### Reading text
=-=-=-=-=
Birding in Audubon’s time was about crazed amateurs tramping through an endless American wilderness, determined to draw every bird there was, or at least all the ones they could find. After Audubon his fans began to develop a professional class of bird enthusiasts, and the story behind birding shifted. Ornithology became a discipline, and men like Spencer Fullerton Baird and Elliott Coues began developing departments of ornithology in American institutions, starting membership-based professional organizations, and publishing lists of birds for professional ornithologists. Professional Ornithologist began to be a thing. Taxonomy was their primary concern; which birds were what and where did they live. Their books were heavy, not user-friendly, and aimed at a specific class of birder. Taxonomy and lists of species were developed systematically through the collection of specimens. Specimens were dead birds, several per species, intended to be examined and catalogued. New specimens were collected from the wild, sometimes by professional collectors, often by members of the military personnel busy measuring, patrolling, and surveying the Great American West. Specimens were shot and stuffed for study, and their value was in part assessed by their rarity.
Women interested in birds, however, usually fell outside of this community. Some professional organizations refused to admit women, others admitted them, if they were sufficiently ornithological enough, but looked down on those birders who they referred to as “opera glass fiends”- the newly developing category of enthusiastic amateur. This was the (scornful) name that distinguished professional Elliot Coues used to refer to the first bird watchers, amateurs interested in learning about birds and bird behavior through watching living birds, and who did not hunt or collect specimens for study. Coues did however help some young women enter the field, including one credited with writing one of the first real field guides to birds. Florence Merriam organized the first Audubon chapter at Smith College while a student there; was the first female member of the American Ornithologists Union; and wrote a landmark book, Birds Through an Opera-Glass when she was only 26 years old. The purpose of this book, based on a series of articles that she had written for Audubon Magazine, was to introduce young people and women to living birds, observed in the field. It was illustrated with black and white woodcuts, easy to read, unpretentious, and useful. It is considered one of the first of the modern illustrated field guides, published by Houghton Mifflin in 1889.
The book focused on the excitement of watching birds, and their habits and behavior, not on collecting them. It described 70 common species, and included a key to identification in the field.
Merriam later moved out West as a cure for tuberculosis, and published further works: A-Birding on a Bronco (1896), Birds of Village and Field (1898), another guide for beginners focused on the birds of the West. She wrote the authoritative Handbook of Western Birds in 1902, which would remain a standard reference for at least 50 years. She included vivid descriptions of behaviors like nesting, feeding, and vocalization. Birds of New Mexico followed in 1928, for which the AOU gave her its Brewster Medal, its highest praise for ornithological research and the first ever bestowed on a woman.
Her last published work was Among the Birds in the Grand Canyon Country, published by the National Park Service in 1939. She and her husband, Vernon Bailey, Chief Field Naturalist for the United States Bureau of Biological Survey, traveled throughout the US and were together responsible for encouraging many youngsters to study natural history.
=-=-=-=-=
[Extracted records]
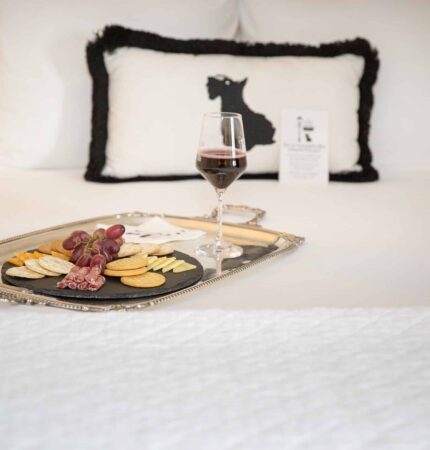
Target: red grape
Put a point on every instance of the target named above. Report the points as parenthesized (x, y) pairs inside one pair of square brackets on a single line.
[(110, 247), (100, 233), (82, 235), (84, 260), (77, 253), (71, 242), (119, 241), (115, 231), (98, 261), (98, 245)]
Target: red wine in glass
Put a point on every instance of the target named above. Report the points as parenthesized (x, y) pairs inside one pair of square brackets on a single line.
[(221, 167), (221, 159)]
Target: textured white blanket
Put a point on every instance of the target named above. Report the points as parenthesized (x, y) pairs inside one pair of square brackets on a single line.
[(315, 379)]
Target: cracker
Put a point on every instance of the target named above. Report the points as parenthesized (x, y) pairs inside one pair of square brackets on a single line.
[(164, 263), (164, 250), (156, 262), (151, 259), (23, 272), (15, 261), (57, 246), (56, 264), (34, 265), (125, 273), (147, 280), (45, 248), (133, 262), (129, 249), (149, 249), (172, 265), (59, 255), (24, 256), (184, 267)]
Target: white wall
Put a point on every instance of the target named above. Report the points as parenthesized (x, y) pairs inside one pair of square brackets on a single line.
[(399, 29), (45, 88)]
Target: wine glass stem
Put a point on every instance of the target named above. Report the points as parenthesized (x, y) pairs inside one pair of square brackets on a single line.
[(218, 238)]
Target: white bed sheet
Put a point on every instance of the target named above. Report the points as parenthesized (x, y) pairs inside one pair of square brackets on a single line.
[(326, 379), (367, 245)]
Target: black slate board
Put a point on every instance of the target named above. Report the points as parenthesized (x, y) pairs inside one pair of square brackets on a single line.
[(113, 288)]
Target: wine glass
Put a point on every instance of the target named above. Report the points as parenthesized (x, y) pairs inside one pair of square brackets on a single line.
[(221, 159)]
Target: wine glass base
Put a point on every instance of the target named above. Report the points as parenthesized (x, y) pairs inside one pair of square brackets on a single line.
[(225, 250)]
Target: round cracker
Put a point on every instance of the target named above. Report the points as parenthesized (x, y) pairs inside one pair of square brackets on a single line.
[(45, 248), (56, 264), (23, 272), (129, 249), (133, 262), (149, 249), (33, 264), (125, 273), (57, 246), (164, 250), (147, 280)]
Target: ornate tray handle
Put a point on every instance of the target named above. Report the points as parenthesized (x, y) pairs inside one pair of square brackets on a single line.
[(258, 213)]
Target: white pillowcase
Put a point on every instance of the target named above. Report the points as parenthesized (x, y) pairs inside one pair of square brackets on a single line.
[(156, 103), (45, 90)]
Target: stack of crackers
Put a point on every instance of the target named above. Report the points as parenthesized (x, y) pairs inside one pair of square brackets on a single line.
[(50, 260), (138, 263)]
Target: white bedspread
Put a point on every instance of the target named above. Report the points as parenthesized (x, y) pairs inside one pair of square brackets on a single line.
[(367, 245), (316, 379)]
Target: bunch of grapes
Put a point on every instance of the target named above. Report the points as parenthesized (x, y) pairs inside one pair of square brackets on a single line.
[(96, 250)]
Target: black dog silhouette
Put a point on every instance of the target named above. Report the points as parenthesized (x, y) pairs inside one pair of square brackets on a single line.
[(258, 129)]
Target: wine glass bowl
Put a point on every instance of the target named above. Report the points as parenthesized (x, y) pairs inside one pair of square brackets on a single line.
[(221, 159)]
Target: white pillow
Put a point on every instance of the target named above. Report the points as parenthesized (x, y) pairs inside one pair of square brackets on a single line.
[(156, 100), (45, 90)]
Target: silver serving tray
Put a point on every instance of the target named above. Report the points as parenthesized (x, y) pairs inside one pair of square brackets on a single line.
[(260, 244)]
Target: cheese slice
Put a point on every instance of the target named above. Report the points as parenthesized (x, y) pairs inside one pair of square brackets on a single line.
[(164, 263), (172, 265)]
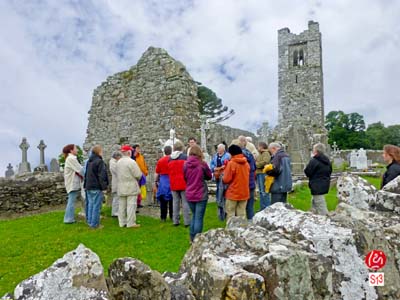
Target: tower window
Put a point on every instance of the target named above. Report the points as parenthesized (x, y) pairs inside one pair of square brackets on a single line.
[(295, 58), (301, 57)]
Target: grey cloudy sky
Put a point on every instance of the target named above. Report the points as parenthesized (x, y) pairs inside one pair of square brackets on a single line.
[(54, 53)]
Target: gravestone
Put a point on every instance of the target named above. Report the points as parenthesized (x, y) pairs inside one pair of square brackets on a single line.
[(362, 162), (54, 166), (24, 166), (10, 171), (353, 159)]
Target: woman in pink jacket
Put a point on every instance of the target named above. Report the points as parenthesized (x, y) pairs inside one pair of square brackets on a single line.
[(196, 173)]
=-=-=-=-=
In the birding text, which award did the AOU give Florence Merriam for Birds of New Mexico? Rely only on the birding text above.

### Task response
The Brewster Medal.